### Testo di partenza
Da qual che mi risulta, i produttori di uva da tavola e i loro tecnici di campo hanno ampia esperienza nella gestione della peronospora. Tuttavia, le strategie utilizzate possono presentare delle sorprese anche in situazioni consolidate. Soprattutto nella coltivazione sotto film plastici, infatti, si può sottostimare l’importanza di una accurata protezione, poiché la pioggia raramente impatta direttamente sulla vegetazione suscettibile alla malattia.
Chi programma la protezione antiperonosporica deve tener conto di una serie di fattori, quali:
- la persistenza dei prodotti;
- l’inclusione nei disciplinari di produzione integrata di emanazione pubblica o privata;
- il costo dell’applicazione;
- l’alternanza di prodotti a diverso meccanismo d’azione;
- la compatibilità con altri formulati e magari altri aspetti commerciali che, nella maggior parte dei casi, contribuiscono a un controllo completo delle infezioni.

### Righe del dataset
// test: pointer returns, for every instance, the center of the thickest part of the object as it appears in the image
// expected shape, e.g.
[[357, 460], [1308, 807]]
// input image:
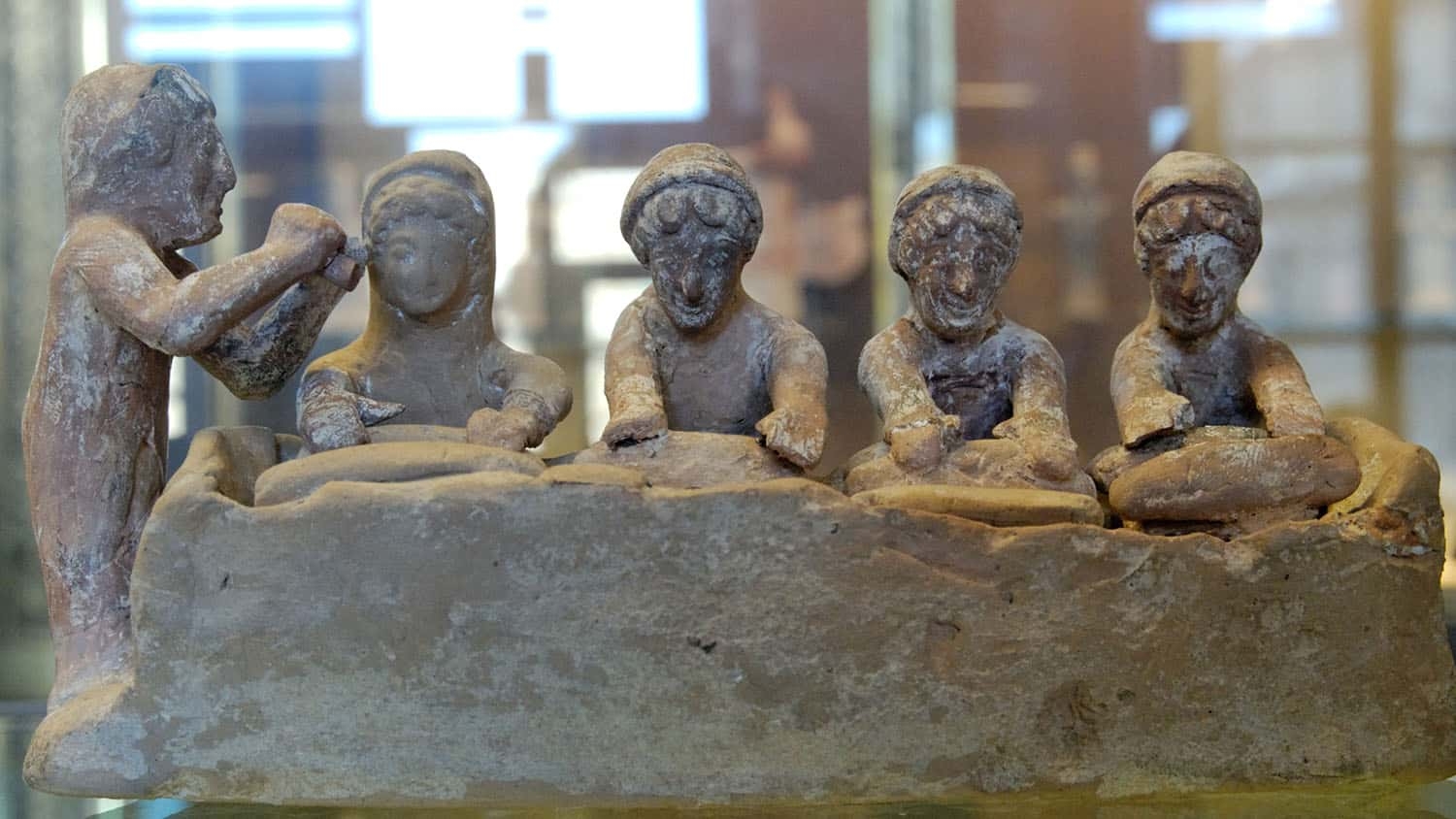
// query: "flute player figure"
[[146, 172]]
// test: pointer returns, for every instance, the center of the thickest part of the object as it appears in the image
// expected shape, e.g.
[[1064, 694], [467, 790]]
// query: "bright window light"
[[514, 160], [443, 60], [1174, 20], [629, 60], [242, 41], [440, 60], [585, 206], [192, 8]]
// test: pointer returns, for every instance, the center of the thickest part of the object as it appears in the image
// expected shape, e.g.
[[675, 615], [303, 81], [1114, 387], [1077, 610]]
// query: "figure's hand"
[[512, 428], [917, 446], [332, 417], [1053, 458], [343, 273], [308, 236], [1173, 411], [795, 434], [634, 425]]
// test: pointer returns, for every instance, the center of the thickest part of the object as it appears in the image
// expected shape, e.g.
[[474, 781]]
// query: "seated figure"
[[1220, 431], [967, 396], [428, 354], [695, 354]]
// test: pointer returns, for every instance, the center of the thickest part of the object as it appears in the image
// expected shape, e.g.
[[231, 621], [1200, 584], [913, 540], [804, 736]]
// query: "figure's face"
[[1196, 282], [200, 174], [421, 265], [695, 268], [955, 277]]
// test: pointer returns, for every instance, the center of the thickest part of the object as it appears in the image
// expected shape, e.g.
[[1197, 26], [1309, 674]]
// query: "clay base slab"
[[472, 640]]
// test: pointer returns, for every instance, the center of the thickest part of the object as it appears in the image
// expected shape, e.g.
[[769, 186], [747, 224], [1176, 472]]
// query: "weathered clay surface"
[[690, 460], [146, 174], [428, 352], [967, 396], [1193, 483], [386, 463], [1197, 361], [696, 352], [999, 507], [463, 640]]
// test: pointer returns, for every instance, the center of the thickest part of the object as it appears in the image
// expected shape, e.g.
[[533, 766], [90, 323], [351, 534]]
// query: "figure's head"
[[954, 238], [430, 224], [142, 143], [693, 220], [1199, 232]]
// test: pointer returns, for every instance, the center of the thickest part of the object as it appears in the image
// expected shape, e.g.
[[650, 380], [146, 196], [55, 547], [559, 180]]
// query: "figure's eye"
[[718, 256]]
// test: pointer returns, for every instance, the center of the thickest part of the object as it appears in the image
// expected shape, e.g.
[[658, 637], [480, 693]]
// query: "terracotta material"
[[1197, 361], [462, 640], [146, 174], [428, 354], [695, 352], [969, 398]]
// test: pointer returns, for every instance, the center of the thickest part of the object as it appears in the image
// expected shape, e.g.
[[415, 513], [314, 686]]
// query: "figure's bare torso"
[[1214, 375], [439, 384], [718, 380], [95, 434], [976, 380]]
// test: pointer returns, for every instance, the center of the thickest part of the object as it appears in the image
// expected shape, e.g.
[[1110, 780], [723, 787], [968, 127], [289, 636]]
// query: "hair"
[[713, 207], [1175, 217], [119, 115], [937, 215], [413, 185], [424, 197]]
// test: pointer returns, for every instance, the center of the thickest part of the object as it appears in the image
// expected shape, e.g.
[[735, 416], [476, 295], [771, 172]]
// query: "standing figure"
[[969, 398], [146, 174], [428, 352], [695, 352], [1220, 431]]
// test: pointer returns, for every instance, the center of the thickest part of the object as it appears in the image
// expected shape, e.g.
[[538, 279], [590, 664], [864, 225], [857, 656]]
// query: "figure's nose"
[[963, 282], [692, 285], [1191, 278]]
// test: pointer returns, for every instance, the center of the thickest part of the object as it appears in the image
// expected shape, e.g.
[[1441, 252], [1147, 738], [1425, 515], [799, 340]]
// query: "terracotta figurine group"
[[1219, 428]]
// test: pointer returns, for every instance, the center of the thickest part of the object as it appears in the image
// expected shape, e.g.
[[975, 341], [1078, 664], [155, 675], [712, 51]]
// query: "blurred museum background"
[[1342, 111]]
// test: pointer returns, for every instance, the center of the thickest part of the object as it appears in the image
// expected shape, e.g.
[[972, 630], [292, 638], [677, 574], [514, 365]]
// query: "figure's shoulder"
[[1146, 337], [95, 239], [1019, 337], [778, 325], [1248, 337], [504, 355], [344, 361]]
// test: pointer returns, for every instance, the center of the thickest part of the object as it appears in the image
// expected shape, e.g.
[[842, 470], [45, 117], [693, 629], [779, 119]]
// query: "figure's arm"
[[253, 361], [890, 376], [536, 399], [634, 398], [1283, 393], [798, 380], [1039, 419], [1142, 395], [331, 410], [131, 287]]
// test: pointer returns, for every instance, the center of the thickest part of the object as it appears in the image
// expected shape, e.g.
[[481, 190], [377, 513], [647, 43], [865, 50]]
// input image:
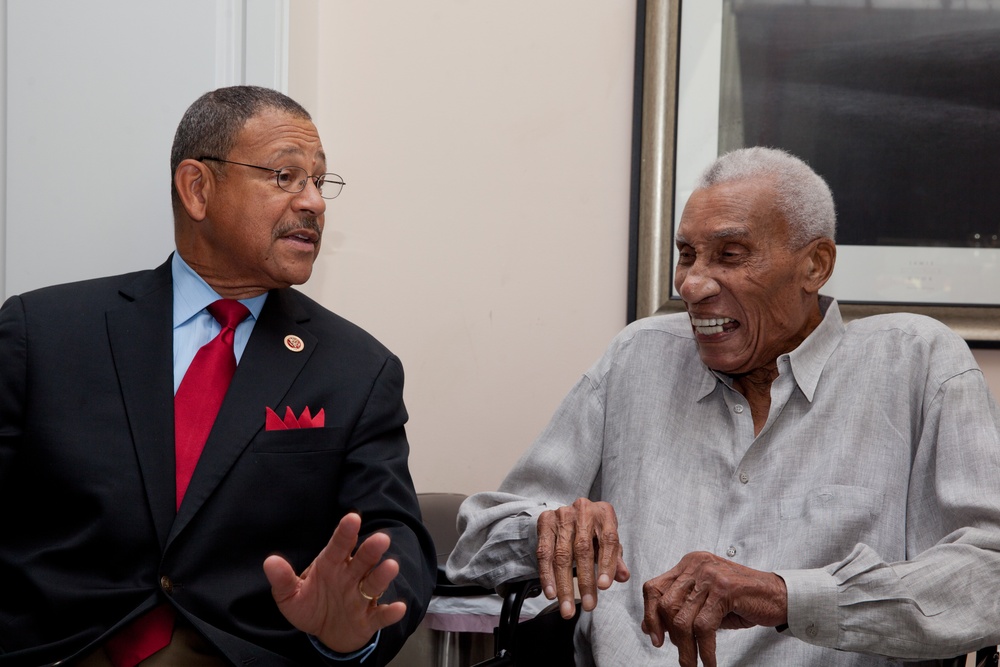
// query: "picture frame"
[[670, 151]]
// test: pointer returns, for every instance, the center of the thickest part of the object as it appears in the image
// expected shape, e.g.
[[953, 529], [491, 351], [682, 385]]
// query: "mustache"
[[310, 223]]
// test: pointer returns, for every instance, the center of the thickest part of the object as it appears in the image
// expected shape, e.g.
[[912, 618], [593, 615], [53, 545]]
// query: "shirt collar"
[[806, 361], [809, 358], [192, 294]]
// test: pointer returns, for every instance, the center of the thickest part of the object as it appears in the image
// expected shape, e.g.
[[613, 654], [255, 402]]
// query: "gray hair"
[[212, 124], [802, 196]]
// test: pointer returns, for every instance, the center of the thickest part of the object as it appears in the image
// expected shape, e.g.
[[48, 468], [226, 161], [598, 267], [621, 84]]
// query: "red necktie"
[[196, 404], [200, 394]]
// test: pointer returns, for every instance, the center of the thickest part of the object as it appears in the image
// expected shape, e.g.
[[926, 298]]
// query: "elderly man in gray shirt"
[[823, 493]]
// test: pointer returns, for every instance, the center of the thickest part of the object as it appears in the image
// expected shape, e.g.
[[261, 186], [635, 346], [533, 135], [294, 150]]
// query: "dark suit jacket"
[[89, 538]]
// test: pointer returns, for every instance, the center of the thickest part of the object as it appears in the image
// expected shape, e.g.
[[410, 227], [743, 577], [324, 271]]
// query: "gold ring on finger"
[[371, 598]]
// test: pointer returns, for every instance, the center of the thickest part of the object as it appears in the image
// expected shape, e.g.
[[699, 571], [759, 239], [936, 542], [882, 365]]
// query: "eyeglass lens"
[[293, 179]]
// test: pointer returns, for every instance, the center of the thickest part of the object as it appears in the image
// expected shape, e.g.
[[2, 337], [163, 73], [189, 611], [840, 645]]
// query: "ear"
[[194, 182], [820, 259]]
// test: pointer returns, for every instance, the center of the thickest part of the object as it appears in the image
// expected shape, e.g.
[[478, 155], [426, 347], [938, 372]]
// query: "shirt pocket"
[[300, 440], [823, 525]]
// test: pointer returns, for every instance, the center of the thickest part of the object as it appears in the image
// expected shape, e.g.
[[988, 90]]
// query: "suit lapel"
[[265, 373], [140, 332]]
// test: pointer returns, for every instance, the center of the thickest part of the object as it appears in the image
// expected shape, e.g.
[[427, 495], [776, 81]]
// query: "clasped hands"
[[335, 599], [703, 593]]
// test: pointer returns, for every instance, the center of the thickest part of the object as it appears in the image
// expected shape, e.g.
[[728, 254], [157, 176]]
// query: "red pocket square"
[[272, 422]]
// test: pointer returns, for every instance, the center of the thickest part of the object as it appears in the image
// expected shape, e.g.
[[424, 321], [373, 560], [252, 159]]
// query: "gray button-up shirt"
[[873, 490]]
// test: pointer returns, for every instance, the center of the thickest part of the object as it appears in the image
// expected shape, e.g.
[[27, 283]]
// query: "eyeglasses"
[[293, 179]]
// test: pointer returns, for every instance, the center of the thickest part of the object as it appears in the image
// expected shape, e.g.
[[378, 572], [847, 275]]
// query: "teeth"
[[711, 325], [712, 322]]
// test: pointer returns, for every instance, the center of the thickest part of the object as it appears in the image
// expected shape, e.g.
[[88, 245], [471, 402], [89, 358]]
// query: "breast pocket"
[[824, 524], [300, 440]]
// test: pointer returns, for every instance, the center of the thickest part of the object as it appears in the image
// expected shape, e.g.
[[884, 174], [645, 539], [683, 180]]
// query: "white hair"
[[802, 196]]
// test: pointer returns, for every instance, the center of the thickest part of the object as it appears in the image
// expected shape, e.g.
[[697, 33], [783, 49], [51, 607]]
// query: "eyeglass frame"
[[277, 176]]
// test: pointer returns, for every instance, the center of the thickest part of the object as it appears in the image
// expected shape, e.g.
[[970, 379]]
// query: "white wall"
[[94, 91], [483, 231]]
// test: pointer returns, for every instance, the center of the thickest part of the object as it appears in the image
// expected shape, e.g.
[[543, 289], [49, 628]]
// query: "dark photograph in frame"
[[895, 103]]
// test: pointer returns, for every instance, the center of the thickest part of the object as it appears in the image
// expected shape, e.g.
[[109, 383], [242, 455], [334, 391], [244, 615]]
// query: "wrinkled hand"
[[325, 601], [569, 535], [704, 593]]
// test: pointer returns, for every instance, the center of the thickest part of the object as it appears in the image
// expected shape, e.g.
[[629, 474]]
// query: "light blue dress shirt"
[[194, 326]]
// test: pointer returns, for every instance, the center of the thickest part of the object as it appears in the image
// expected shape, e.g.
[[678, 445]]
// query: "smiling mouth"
[[713, 325], [306, 231]]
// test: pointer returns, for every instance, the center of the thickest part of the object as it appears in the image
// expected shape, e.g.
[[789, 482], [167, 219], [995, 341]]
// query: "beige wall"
[[482, 234]]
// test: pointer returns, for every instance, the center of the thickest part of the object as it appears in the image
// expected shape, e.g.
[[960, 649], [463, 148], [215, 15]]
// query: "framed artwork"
[[896, 103]]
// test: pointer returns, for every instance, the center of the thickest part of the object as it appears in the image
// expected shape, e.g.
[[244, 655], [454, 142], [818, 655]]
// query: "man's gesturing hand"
[[704, 593], [327, 600], [568, 536]]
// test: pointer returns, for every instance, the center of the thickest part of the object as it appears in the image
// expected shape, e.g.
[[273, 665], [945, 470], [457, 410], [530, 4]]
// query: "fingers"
[[387, 614], [584, 534], [546, 549], [377, 581], [281, 576], [574, 544], [344, 539]]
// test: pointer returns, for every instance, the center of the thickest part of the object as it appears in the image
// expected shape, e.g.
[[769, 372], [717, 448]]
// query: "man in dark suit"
[[299, 514]]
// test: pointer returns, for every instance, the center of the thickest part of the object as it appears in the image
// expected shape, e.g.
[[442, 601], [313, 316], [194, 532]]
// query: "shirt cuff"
[[362, 653], [812, 606]]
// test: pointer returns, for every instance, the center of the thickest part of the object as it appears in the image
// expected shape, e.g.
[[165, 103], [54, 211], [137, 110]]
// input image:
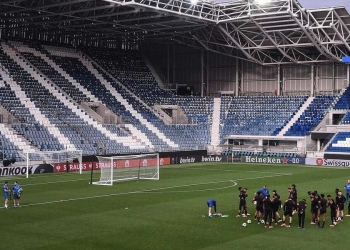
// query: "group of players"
[[16, 191], [268, 207]]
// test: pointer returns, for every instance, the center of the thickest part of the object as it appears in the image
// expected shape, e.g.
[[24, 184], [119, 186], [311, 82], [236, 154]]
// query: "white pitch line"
[[234, 170], [53, 182], [151, 190]]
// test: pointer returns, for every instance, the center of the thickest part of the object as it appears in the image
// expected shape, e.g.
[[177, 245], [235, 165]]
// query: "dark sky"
[[325, 3]]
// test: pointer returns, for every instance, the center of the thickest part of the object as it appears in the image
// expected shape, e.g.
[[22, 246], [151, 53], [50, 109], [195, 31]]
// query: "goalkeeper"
[[17, 191]]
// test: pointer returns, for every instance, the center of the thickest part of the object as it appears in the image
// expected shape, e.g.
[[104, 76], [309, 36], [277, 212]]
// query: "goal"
[[54, 161], [127, 167]]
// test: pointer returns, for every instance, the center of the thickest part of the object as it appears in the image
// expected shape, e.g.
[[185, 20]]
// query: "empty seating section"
[[311, 117], [7, 149], [340, 143], [121, 78], [54, 76], [130, 69], [132, 72], [257, 115], [59, 115], [344, 100], [81, 74], [251, 153]]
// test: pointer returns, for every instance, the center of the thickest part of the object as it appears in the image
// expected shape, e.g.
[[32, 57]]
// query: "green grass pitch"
[[62, 211]]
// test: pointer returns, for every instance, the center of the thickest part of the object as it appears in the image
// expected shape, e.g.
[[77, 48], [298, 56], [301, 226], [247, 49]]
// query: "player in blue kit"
[[211, 204], [17, 190], [6, 193]]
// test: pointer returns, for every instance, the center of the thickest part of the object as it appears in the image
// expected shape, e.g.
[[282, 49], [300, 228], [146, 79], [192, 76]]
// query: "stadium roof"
[[267, 32]]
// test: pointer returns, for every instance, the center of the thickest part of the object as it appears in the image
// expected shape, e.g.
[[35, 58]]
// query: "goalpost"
[[54, 161], [127, 167]]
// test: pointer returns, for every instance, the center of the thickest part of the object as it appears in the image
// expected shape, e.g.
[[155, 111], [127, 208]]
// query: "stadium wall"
[[182, 64]]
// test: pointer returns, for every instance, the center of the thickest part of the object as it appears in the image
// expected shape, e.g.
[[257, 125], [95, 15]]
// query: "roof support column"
[[312, 80], [202, 73], [237, 78]]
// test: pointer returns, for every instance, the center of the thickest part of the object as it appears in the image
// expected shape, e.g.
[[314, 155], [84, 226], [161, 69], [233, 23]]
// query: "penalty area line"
[[153, 190]]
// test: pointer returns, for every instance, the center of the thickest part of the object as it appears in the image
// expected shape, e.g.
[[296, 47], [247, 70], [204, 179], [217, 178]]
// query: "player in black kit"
[[314, 207], [301, 206], [322, 212], [333, 207], [258, 200], [288, 207], [293, 192], [242, 209], [268, 211], [275, 207], [340, 201]]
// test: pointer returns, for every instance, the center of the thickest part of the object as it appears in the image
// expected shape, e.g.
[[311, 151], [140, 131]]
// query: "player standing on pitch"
[[17, 190], [347, 190], [333, 207], [301, 206], [6, 193], [322, 212], [211, 204], [289, 206], [340, 201]]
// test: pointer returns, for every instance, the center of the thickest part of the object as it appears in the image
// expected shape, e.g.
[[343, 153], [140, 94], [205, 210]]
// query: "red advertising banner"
[[61, 167]]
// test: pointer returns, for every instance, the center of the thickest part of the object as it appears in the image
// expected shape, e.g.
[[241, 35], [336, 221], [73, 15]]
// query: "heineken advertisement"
[[273, 160]]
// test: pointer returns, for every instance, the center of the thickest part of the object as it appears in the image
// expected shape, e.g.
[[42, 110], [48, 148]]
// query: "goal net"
[[54, 161], [128, 167]]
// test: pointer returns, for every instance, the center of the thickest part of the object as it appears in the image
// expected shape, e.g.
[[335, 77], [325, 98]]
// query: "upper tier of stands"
[[311, 117], [257, 115], [122, 81]]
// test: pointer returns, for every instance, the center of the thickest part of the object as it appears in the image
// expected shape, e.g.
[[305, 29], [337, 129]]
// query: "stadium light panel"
[[262, 1]]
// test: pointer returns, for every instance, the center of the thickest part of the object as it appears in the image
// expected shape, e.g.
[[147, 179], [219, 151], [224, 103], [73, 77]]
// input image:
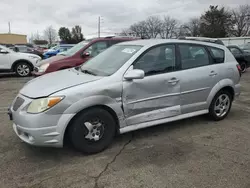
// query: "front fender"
[[98, 100], [221, 84]]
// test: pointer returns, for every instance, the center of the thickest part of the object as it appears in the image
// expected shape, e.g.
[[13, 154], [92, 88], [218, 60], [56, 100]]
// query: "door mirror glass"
[[85, 54], [2, 51], [134, 74]]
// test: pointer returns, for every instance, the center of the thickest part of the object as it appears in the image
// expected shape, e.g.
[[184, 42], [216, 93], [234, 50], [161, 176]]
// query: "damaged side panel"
[[150, 99]]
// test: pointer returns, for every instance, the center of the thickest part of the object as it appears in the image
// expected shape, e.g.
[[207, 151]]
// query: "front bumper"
[[39, 129]]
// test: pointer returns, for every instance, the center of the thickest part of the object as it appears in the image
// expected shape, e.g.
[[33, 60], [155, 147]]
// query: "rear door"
[[197, 78], [157, 95]]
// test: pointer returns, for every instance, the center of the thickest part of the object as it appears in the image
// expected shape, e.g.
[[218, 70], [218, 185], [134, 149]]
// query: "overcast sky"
[[30, 16]]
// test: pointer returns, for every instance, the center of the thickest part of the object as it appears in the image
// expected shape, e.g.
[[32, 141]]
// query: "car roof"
[[153, 42]]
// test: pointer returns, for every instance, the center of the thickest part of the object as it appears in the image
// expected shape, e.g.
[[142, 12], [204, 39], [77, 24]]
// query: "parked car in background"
[[26, 49], [20, 63], [245, 47], [241, 56], [129, 86], [77, 55], [57, 49]]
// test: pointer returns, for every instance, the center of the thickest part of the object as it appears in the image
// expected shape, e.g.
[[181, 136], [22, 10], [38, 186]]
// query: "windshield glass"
[[76, 48], [109, 61]]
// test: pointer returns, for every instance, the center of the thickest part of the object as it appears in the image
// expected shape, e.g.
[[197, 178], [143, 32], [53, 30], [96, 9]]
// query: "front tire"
[[23, 69], [92, 131], [220, 105]]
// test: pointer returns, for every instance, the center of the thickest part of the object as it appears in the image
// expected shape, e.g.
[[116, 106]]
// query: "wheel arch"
[[225, 84], [107, 104]]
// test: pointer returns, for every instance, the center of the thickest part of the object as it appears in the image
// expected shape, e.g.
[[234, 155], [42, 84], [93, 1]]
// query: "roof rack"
[[203, 39]]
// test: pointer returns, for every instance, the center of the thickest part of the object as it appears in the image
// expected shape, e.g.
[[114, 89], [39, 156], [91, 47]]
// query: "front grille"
[[19, 101]]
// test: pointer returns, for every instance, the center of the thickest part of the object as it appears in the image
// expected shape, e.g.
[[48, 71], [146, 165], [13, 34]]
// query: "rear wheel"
[[221, 105], [23, 69], [92, 131]]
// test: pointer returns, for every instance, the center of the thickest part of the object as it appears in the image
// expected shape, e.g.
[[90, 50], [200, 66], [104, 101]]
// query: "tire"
[[243, 66], [83, 139], [23, 69], [222, 109]]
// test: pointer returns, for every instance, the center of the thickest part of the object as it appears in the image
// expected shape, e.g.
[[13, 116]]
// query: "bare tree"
[[168, 27], [241, 20], [50, 34], [153, 26], [192, 27]]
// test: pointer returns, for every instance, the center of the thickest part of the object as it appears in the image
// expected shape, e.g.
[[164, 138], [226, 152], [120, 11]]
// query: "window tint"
[[235, 50], [193, 56], [157, 60], [217, 54], [97, 48]]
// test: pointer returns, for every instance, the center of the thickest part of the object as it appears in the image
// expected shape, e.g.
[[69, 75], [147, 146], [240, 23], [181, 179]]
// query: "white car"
[[20, 63]]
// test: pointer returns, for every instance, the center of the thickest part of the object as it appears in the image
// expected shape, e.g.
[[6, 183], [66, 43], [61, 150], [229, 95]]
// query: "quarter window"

### Consegna A
Stabilisci se le affermazioni seguenti concordano con il testo sulla peronospora, rispondendo sì o no e citando le parole decisive del testo. (i) Nella coltivazione sotto film plastici la pioggia colpisce di rado in modo diretto la vegetazione suscettibile. (ii) I produttori di uva da tavola hanno poca esperienza nella gestione della peronospora. (iii) Il costo dell'applicazione figura tra i fattori di cui tener conto.
### Consegna B
Ricopia dal testo sulla peronospora il tratto che va da "Da qual che" fino a "suscettibile alla malattia.".

### Risposta scritta A
(i) Sì: "la pioggia raramente impatta direttamente sulla vegetazione suscettibile alla malattia".
(ii) No: "hanno ampia esperienza nella gestione della peronospora".
(iii) Sì: "il costo dell’applicazione".

### Risposta scritta B
Da qual che mi risulta, i produttori di uva da tavola e i loro tecnici di campo hanno ampia esperienza nella gestione della peronospora. Tuttavia, le strategie utilizzate possono presentare delle sorprese anche in situazioni consolidate. Soprattutto nella coltivazione sotto film plastici, infatti, si può sottostimare l’importanza di una accurata protezione, poiché la pioggia raramente impatta direttamente sulla vegetazione suscettibile alla malattia.